◆ **Text excerpt**

February 22, 2012 at 5:43 am
Prior to upgrading to SSIS 2008, I had a data warehouse that was populated by two separate processes, an SSIS 2005 package (populating one subset of tables) and an old vb.net application that populated the second subset of tables.
Once I upgraded to SSIS 2008, I thought I'd use the opportunity to create a new SSIS 2008 package to combine the functionality of the two previous applications. I thought this would be quicker and more efficient. Little did I know that it would take an absolute age to run!
The old vb.net application can transfer over a million records in around 5 minutes! The old SSIS 2005 package transferring 470,000 records in 20 minutes.
I set my new SSIS 2008 package to run on my development server via a sql agent job at 11am yesterday, and it was still running this morning having only just got around half way! Something clearly wrong here.
The vb.net package used the same odbc dsn for Sybase (SQL Anywhere 11) and used a SqlClient.SqlBulkCopy command to complete the transfer. Is this the same as a Fast Load OLE DB destination transfer in SSIS?

Items in a dataset

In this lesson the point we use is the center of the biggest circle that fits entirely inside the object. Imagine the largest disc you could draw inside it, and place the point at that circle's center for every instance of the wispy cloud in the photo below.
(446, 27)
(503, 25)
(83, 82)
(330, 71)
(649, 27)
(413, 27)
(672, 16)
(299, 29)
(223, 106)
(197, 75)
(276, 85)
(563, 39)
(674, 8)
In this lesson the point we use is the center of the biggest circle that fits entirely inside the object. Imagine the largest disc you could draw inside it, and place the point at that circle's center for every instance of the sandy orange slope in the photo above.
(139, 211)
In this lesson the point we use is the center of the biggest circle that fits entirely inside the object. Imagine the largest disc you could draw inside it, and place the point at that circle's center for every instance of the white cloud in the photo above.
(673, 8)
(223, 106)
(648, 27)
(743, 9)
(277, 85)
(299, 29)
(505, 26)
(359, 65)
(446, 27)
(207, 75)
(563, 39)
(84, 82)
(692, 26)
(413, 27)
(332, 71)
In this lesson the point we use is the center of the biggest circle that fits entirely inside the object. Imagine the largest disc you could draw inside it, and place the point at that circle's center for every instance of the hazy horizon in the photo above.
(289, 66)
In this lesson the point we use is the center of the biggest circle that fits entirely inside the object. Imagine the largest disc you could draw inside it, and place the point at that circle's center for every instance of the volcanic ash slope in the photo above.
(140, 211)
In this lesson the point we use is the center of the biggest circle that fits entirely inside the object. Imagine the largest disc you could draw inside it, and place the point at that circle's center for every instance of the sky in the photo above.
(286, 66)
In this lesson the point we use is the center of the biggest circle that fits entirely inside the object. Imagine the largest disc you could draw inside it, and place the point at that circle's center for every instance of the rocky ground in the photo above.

◆ **To be done**
#1 Multiply every coordinate in the answers by 2.45 and round each result to a whole number, rounding halves up. Rewrite the dataset rows, requests included, starting with the line that contains "orange slope in the photo above." and going on through the last row.
#2 Proceed with the forum post about the slow SSIS 2008 package, picking up after its final sentence.
The forum post and the dataset rows are independent pieces of material.

◆ **Set of answers**
#1
In this lesson the point we use is the center of the biggest circle that fits entirely inside the object. Imagine the largest disc you could draw inside it, and place the point at that circle's center for every instance of the sandy orange slope in the photo above.
(341, 517)
In this lesson the point we use is the center of the biggest circle that fits entirely inside the object. Imagine the largest disc you could draw inside it, and place the point at that circle's center for every instance of the white cloud in the photo above.
(1649, 20)
(546, 260)
(1588, 66)
(1820, 22)
(679, 208)
(733, 71)
(1237, 64)
(880, 159)
(1093, 66)
(507, 184)
(1379, 96)
(206, 201)
(1695, 64)
(1012, 66)
(813, 174)
In this lesson the point we use is the center of the biggest circle that fits entirely inside the object. Imagine the largest disc you could draw inside it, and place the point at that circle's center for every instance of the hazy horizon in the photo above.
(708, 162)
In this lesson the point we use is the center of the biggest circle that fits entirely inside the object. Imagine the largest disc you could draw inside it, and place the point at that circle's center for every instance of the volcanic ash slope in the photo above.
(343, 517)
In this lesson the point we use is the center of the biggest circle that fits entirely inside the object. Imagine the largest disc you could draw inside it, and place the point at that circle's center for every instance of the sky in the photo above.
(701, 162)
In this lesson the point we use is the center of the biggest circle that fits entirely inside the object. Imagine the largest disc you could draw inside it, and place the point at that circle's center for every instance of the rocky ground in the photo above.

#2
My SSIS 2008 package uses a .net providers\odbc data provider source for the sybase dsn, and an ole db destination created in connection managers (Native OLE DB\Microsoft OLE DB Provider for SQL Server) for the SQL 2008 data warehouse table. The only difference I can see with the SSIS 2005 package is that the data source of that package was created in connection managers from a "new connection from data source..." set up from an existing data source in solution explorer, that being a .net providers\odbc data provider data source. Can't see why that would have an effect really?
I'd be very grateful if anyone can assist me with a way to speed this process up. As it stands, it's unworkable as the package would need to be scheduled to run on a daily basis.
February 22, 2012 at 5:50 am
Just to check, you've selected "Table or View - Fast Load" for the Data Access Mode of the OLE DB destination?
It's usually blisteringly fast going to SQL Server destinations as long as the source is quick enough (and it doesn't sound like anything's changed there)
February 22, 2012 at 6:22 am
Yes, they're all Table or view - fast load data access mode.
February 22, 2012 at 6:26 am
Ok, for all intents and purposes, it's the same underlying technology. I'd start by removing the OLE DB destination and just sticking in a row count transformation instead to see if it's the source or destination slowing it down.
February 22, 2012 at 6:32 am
Aha. Good ploy. I've just tried that and it's the same speed on my development machine. Well that's something I guess. Any ideas on the odbc source then?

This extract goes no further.